--- Document passage ---
══════

JEFFERSON CITY•The Missouri Legislature has voted to overturn Gov. Jay Nixon’s veto of legislation that allows religious and moral exemptions to covering contraception in health insurance policies.
The override attempt – the only one the lawmakers pursued in their annual veto session today –squeaked by the House in a 109-45 vote this afternoon.
The override had to have 109 votes to pass the chamber, which approved the bill in a vote of 105-33 in May. The override passed the Senate in a 26-6 vote earlier today.
The contraception bill was pushed in response to a new federal mandate that requires religiously affiliated institutions, including universities and hospitals, offer birth control coverage in employee health plans.
Supporters of the bill and today's veto override argued that it would protect religious freedom.
Sen. John Lamping, a Republican from Ladue who sponsored the original bill, said businesses and organizations could decide to drop health care coverage for employees to avoid the federal contraception coverage mandate.
“Employers are not mandated to offer health care coverage,” he said. “We’re seeing this happen.”
Opponents argued that the bill is not necessary and could spur lawsuits against the state because it conflicts with federal law.
“It’s unnecessary, and frankly I’m upset that we have to spend time on it,” said Sen. Jolie Justus, D-Kansas City.
The legislation would allow employers to choose not to cover contraception, abortion and sterilization if those services go against their religious or moral convictions.

══════

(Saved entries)

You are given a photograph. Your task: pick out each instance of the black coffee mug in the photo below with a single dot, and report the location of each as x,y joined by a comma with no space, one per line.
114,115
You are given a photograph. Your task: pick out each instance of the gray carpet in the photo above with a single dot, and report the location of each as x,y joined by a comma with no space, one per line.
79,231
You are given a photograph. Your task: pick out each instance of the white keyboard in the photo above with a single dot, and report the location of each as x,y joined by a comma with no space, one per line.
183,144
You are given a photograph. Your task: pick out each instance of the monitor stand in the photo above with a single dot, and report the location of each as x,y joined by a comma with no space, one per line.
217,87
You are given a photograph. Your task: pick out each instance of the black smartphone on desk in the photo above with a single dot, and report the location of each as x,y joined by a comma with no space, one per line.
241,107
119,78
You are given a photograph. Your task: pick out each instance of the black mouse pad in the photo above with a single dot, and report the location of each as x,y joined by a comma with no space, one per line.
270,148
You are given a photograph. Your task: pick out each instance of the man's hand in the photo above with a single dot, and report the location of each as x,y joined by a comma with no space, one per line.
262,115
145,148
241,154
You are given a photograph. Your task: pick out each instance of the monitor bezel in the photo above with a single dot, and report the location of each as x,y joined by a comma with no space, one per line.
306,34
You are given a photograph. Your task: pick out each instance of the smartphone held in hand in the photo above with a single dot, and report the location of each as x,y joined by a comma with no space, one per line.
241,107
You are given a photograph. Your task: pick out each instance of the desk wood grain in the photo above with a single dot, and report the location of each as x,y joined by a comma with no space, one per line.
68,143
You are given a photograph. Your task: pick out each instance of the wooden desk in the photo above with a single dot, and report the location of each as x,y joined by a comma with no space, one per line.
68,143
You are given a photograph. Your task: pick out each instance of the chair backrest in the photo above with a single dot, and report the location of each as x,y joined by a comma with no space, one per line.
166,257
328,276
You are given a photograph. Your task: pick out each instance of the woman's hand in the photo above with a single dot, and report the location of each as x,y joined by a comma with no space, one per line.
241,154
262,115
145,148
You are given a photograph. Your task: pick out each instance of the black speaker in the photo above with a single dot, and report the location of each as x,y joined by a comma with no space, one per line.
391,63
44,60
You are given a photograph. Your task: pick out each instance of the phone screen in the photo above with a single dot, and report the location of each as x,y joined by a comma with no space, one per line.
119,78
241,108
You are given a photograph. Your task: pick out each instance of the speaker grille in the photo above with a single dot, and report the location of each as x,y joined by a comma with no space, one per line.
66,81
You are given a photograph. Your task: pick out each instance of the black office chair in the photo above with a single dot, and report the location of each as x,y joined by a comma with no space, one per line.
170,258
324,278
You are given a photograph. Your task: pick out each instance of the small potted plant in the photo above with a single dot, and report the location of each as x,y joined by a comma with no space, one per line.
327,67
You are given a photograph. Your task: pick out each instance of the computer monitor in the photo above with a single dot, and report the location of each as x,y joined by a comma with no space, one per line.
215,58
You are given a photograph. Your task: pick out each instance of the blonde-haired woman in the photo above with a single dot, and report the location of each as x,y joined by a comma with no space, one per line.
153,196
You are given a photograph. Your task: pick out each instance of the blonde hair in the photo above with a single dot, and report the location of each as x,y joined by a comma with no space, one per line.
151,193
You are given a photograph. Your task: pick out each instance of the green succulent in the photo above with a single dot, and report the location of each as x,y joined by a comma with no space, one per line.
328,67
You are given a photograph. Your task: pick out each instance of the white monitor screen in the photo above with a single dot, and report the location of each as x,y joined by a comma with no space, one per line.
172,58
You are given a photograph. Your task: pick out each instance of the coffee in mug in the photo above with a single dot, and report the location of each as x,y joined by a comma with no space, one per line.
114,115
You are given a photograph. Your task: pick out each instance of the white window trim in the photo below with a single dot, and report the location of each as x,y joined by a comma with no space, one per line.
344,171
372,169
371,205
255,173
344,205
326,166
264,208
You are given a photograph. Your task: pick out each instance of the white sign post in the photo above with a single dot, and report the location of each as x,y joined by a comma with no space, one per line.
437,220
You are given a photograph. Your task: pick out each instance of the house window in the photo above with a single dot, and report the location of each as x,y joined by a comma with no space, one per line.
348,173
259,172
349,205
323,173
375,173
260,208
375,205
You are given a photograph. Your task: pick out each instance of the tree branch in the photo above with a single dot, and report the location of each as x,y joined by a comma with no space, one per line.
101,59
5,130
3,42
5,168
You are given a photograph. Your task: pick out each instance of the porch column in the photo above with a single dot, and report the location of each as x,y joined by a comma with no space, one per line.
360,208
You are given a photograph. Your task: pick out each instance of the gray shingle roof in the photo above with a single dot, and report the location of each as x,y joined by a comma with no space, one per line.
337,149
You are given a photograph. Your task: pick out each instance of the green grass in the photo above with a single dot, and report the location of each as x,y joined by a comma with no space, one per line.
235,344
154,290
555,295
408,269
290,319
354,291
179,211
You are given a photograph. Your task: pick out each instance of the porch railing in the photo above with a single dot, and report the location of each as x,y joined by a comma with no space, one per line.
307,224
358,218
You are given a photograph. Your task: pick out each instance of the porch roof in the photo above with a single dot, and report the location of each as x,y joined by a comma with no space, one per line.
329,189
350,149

══════

--- Problem description ---
Please write out the passage of the article on the Missouri contraception veto override starting at "Sen. John Lamping, a" and ending at "or moral convictions.".

--- Final answer ---
Sen. John Lamping, a Republican from Ladue who sponsored the original bill, said businesses and organizations could decide to drop health care coverage for employees to avoid the federal contraception coverage mandate.
“Employers are not mandated to offer health care coverage,” he said. “We’re seeing this happen.”
Opponents argued that the bill is not necessary and could spur lawsuits against the state because it conflicts with federal law.
“It’s unnecessary, and frankly I’m upset that we have to spend time on it,” said Sen. Jolie Justus, D-Kansas City.
The legislation would allow employers to choose not to cover contraception, abortion and sterilization if those services go against their religious or moral convictions.